## Page extract
◇ ◇ ◇

GET /api/v1/admin/grafana-dashboard — returns the pre-built Grafana dashboard JSON described above.

OpenTelemetry Tracing

OpenTelemetry tracing is compiled into the server by default. When no endpoint is configured, there is zero overhead — no gRPC connection attempt occurs.

Enable Tracing

Configure via [tracing] in fraiseql.toml or standard OpenTelemetry environment variables (env vars act as fallbacks when TOML fields are omitted):

TOML
Environment variables

[tracing]
service_name         = "fraiseql-api"
otlp_endpoint        = "http://otel-collector:4317"
otlp_export_timeout_secs = 10

OTEL_SERVICE_NAME=fraiseql-api
OTEL_EXPORTER_OTLP_ENDPOINT=http://otel-collector:4317
OTEL_EXPORTER_OTLP_PROTOCOL=grpc   # or http/protobuf
OTEL_TRACES_SAMPLER=traceidratio
OTEL_TRACES_SAMPLER_ARG=0.1        # sample 10% of requests

Trace Attributes

FraiseQL creates spans for each request with attributes including:

Attribute	Description
`graphql.operation.name`	Operation name
`graphql.operation.type`	query/mutation/subscription
`graphql.document`	Query document (if enabled)
`db.system`	Database type
`db.statement`	SQL query (if enabled)
`db.operation`	SELECT/INSERT/UPDATE/DELETE
`user.id`	Authenticated user ID
`tenant.id`	Tenant ID

Transport Attribute

Spans include a transport attribute (graphql, rest, grpc, websocket) to distinguish traffic sources in your tracing backend.

Trace Context Propagation

FraiseQL propagates trace context via headers:

traceparent: 00-0af7651916cd43dd8448eb211c80319c-b7ad6b7169203331-01
tracestate: fraiseql=user:123

Exporter Configuration

OTEL_EXPORTER_OTLP_ENDPOINT=http://otel-collector:4317
OTEL_EXPORTER_OTLP_PROTOCOL=grpc
OTEL_SERVICE_NAME=fraiseql-api

Jaeger supports OTLP natively (v1.35+). Point the OTLP exporter at Jaeger’s OTLP receiver:

OTEL_EXPORTER_OTLP_ENDPOINT=http://jaeger:4317
OTEL_SERVICE_NAME=fraiseql-api

OTEL_TRACES_EXPORTER=zipkin
OTEL_EXPORTER_ZIPKIN_ENDPOINT=http://zipkin:9411/api/v2/spans
OTEL_SERVICE_NAME=fraiseql-api

Structured Logging

Configuration

Logging is configured via environment variables:

# Log level
RUST_LOG=info                   # error | warn | info | debug | trace
RUST_LOG=fraiseql=debug,info    # per-crate level (fraiseql at debug, everything else at info)

◇ ◇ ◇

## Prompt
Name every span attribute listed in the table under "Trace Attributes" in the tracing guide above.

## Data excerpts
◇ ◇ ◇

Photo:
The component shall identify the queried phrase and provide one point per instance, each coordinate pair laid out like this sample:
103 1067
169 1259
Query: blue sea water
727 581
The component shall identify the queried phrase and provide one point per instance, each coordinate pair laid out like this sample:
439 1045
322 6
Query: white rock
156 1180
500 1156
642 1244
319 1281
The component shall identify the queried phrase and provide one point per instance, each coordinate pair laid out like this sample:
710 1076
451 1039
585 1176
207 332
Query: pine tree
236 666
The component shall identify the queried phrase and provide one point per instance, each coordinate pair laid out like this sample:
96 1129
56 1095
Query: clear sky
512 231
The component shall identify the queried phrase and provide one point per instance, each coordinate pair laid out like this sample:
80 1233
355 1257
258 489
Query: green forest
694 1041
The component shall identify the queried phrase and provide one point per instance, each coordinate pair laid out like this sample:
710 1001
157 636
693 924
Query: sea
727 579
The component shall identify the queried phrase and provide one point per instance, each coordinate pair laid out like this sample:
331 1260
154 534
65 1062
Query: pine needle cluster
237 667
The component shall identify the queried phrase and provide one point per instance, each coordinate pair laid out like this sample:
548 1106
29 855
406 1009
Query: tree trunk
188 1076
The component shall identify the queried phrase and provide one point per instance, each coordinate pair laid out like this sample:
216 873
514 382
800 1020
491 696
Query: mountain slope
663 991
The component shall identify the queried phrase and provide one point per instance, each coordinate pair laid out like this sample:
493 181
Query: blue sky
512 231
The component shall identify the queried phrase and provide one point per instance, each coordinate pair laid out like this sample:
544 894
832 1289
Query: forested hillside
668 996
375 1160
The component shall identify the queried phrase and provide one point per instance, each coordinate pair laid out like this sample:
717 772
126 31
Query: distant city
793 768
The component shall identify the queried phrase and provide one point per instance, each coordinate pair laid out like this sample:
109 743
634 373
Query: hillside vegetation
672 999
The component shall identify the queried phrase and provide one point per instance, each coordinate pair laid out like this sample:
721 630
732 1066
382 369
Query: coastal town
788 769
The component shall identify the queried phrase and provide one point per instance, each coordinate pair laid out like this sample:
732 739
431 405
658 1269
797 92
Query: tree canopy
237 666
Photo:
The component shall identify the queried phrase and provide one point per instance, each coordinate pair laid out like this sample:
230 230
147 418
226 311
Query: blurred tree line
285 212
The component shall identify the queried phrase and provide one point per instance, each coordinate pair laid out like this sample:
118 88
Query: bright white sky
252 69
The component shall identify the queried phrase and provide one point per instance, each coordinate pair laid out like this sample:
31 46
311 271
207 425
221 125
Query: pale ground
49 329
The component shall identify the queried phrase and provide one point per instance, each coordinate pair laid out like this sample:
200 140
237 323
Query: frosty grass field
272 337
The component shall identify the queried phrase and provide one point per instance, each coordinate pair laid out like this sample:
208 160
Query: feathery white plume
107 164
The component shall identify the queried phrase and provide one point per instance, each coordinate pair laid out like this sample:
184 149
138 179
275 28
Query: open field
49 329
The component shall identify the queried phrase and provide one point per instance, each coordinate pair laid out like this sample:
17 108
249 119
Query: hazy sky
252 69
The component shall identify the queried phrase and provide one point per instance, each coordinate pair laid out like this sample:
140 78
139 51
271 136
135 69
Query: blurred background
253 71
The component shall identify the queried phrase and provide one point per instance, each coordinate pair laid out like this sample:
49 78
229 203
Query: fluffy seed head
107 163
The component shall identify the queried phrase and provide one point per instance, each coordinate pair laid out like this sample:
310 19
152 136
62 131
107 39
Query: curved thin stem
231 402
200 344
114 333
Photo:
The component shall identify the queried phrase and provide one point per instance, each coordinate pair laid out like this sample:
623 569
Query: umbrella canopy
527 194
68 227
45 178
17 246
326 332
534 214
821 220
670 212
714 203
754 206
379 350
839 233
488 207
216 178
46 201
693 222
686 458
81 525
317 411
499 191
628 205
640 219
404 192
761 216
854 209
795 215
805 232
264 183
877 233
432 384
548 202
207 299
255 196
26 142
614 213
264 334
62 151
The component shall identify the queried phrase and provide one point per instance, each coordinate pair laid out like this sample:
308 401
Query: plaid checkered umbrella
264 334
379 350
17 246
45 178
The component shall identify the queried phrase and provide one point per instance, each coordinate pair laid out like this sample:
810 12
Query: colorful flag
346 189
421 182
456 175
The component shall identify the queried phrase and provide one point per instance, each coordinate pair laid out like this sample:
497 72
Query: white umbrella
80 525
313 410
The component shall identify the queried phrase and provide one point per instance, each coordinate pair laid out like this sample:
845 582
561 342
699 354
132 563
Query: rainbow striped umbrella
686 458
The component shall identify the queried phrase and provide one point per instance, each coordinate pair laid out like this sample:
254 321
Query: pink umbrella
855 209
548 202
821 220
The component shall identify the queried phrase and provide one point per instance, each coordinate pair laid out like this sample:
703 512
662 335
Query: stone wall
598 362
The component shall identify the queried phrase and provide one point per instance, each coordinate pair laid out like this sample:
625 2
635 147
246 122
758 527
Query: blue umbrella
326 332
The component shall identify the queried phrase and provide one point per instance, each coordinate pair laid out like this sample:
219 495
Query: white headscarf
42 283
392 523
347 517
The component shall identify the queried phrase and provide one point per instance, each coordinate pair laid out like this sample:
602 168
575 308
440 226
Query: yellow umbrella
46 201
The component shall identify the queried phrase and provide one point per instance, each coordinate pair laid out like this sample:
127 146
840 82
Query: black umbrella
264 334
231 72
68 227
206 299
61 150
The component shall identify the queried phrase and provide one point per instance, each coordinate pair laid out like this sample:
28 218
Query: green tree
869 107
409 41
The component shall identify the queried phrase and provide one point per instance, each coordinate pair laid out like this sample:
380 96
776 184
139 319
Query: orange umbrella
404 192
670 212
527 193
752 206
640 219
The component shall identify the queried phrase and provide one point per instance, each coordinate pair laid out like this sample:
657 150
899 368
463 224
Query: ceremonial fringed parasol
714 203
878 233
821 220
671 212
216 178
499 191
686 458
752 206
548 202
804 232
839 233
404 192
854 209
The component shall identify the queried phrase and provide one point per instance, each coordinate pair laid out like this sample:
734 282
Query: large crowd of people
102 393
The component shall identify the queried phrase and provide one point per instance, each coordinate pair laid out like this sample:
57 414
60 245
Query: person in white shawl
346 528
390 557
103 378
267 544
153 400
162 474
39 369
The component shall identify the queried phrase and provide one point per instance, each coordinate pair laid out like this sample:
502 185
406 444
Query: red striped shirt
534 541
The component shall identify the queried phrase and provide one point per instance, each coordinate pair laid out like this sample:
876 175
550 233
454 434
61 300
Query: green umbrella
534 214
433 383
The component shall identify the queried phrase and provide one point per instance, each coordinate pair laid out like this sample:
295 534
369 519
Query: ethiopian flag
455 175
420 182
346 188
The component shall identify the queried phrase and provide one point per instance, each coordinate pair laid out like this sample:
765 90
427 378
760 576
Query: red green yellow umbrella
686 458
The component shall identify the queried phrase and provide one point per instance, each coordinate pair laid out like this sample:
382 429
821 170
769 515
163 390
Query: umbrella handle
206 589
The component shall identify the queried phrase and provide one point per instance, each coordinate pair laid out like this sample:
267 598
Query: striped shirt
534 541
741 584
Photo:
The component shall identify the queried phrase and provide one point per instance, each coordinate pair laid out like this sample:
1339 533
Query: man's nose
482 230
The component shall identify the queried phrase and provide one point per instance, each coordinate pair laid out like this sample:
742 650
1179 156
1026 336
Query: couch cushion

◇ ◇ ◇

## Answer for the task
graphql.operation.name
graphql.operation.type
graphql.document
db.system
db.statement
db.operation
user.id
tenant.id